> _Exercise_: Please give again, word for word, the line that contains "box: [970, 445, 1057, 527]" and every line after it to the end of the data, with no other lines.
[[ Source information, beginning ]]
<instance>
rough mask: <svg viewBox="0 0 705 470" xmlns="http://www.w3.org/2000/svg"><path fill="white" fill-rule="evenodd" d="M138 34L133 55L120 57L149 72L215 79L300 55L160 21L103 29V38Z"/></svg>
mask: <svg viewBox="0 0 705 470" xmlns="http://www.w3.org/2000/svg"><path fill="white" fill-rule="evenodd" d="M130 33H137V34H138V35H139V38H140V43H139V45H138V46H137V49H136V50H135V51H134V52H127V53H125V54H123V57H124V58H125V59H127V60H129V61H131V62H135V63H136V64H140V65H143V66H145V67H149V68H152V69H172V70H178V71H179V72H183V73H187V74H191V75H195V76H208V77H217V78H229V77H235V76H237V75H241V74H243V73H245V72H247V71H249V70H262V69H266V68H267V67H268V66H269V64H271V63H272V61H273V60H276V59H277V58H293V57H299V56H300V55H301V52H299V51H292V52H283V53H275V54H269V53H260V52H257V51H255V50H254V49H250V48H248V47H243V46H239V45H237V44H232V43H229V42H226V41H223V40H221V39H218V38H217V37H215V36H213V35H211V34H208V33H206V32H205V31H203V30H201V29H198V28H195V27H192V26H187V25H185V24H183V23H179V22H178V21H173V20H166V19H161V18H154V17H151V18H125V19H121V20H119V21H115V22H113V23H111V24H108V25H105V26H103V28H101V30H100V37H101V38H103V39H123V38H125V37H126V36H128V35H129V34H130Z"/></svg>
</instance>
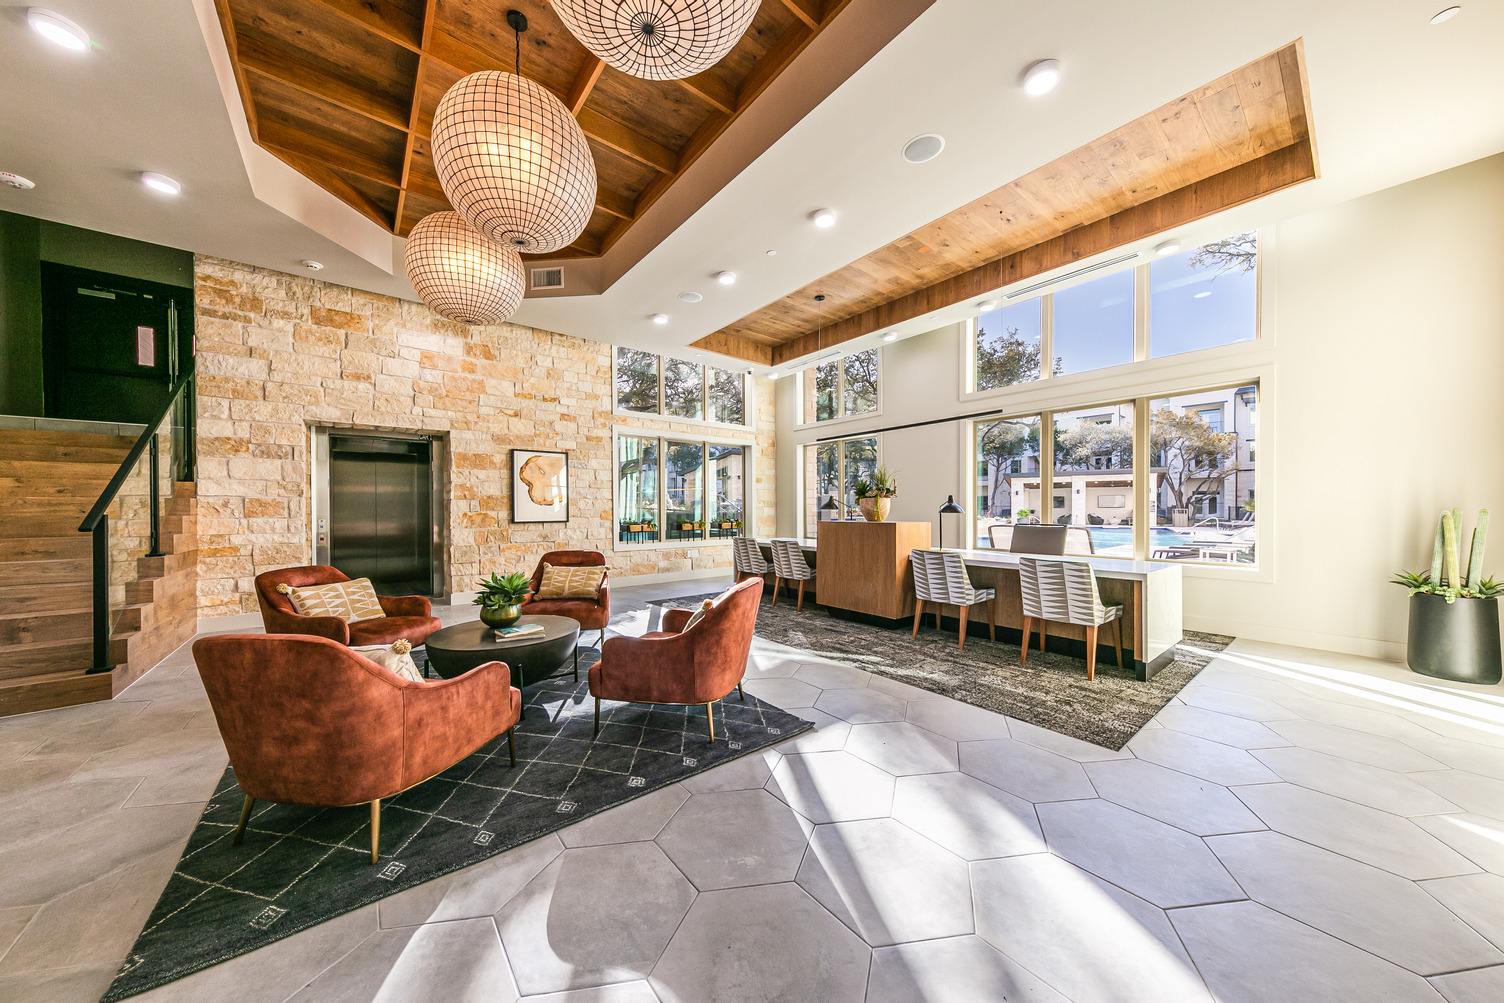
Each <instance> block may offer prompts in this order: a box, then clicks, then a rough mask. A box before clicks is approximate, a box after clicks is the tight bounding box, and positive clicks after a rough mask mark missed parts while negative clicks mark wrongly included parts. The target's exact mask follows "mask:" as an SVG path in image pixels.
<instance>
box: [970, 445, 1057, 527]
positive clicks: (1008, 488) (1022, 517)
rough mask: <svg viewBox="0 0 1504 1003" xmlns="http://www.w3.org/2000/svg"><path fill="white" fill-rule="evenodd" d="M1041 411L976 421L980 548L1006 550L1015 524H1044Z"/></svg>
[[ Source information, end ]]
> _Answer box_:
box: [970, 445, 1057, 527]
positive clicks: (1008, 488) (1022, 517)
rough mask: <svg viewBox="0 0 1504 1003" xmlns="http://www.w3.org/2000/svg"><path fill="white" fill-rule="evenodd" d="M1041 411L976 421L980 548L1006 550L1015 524H1044Z"/></svg>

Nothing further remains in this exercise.